_提示文_.

• • • •

小中学生の約11人に1人(8.8%)に発達障害の可能性がある(※1)とされるなど、発達障害は決して珍しい障害ではありません。

しかし、発達障害について周囲から適切な理解を得られず、社会生活が困難になるケースもあります。

経済的な負担が重くのしかかる発達障害の子どもとその家族が、支援制度を利用するには正しい知識と申請が必要です。

「もらえるお金・減らせる支出」をテーマに、発達障害者への経済的な支援について、青木聖久教授(日本福祉大学)に教えていただきました。

(※1 文部科学省「通常の学級に在籍する特別な教育的支援を必要とする児童生徒に関する 調査結果について」より)

• • • •

データ収集のレコード

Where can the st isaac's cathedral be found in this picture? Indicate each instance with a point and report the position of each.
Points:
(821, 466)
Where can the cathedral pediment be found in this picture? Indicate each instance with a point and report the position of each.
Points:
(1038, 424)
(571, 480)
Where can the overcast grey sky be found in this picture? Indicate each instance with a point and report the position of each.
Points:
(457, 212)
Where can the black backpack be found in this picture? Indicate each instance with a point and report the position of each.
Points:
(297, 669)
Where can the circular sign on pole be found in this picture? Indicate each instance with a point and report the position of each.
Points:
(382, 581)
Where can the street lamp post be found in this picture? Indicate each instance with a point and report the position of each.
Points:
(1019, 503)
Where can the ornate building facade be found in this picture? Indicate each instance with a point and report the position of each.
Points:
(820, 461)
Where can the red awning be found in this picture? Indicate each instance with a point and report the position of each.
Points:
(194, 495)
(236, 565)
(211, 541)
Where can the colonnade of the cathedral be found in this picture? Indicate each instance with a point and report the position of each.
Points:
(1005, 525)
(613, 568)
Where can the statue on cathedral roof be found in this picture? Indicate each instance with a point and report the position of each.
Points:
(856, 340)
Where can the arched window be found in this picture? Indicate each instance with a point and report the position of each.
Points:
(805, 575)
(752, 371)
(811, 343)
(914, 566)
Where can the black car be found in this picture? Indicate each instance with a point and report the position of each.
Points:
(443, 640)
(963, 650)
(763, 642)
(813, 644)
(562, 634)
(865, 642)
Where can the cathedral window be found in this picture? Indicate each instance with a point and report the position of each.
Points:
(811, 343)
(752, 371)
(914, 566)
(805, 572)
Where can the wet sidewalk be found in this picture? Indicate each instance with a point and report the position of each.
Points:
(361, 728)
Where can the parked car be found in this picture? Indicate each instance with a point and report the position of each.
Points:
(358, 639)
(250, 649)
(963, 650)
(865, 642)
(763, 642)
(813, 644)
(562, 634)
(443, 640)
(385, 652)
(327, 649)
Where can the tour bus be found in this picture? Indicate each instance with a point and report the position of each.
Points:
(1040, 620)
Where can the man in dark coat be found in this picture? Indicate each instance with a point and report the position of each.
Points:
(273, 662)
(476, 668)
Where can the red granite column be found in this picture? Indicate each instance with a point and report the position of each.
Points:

• • • •

_課題 A_.
発達障害に関する文章によると、小中学生のおよそ何人に1人に発達障害の可能性があるとされていますか。
_課題 B_.
発達障害に関する文章を、途切れたところから書き継いでください。

_解答例 A_.
約11人に1人(8.8%)です。

_解答例 B_.
発達障害の人が抱える困難

──発達障害の人はさまざまな「困難・生きづらさ」を抱えているといわれていますが、どうして経済的支援が必要なのでしょうか。青木聖久教授(以下、青木教授):発達障害の人が生きづらくなる要因のひとつに「見た目には障害が分かりにくい」ことがあります。

そのため、周囲から障害を理解してもらえずに、学校や仕事に行けなくなるなど、社会参加が難しくなります。その結果、生活が成り立たなくなって経済的に苦しい状況になることがあるのです。

書籍『発達障害・精神疾患がある子とその家族が もらえるお金・減らせる支出』(著:青木聖久、漫画:かなしろにゃんこ。)より

成績はトップなのに、なぜか人が離れていくA君

青木教授:実際のケースをもとに紹介しましょう。

A君は中学・高校と成績が優秀で、テストでは常にトップでした。はたから見れば何も問題がないように感じますが、実のところ、A君は違和感を覚えていました。

なぜなら、理由が分からないまま、自分からどんどん人が離れていくからです。

中学生のころから、友だちができたと思ったら、いつのまにかその友だちが去っていく経験が何度もありました。しかし、学校では勉強ができればそれなりに評価されるので、大きなトラブルはないまま有名な大学へ進学しました。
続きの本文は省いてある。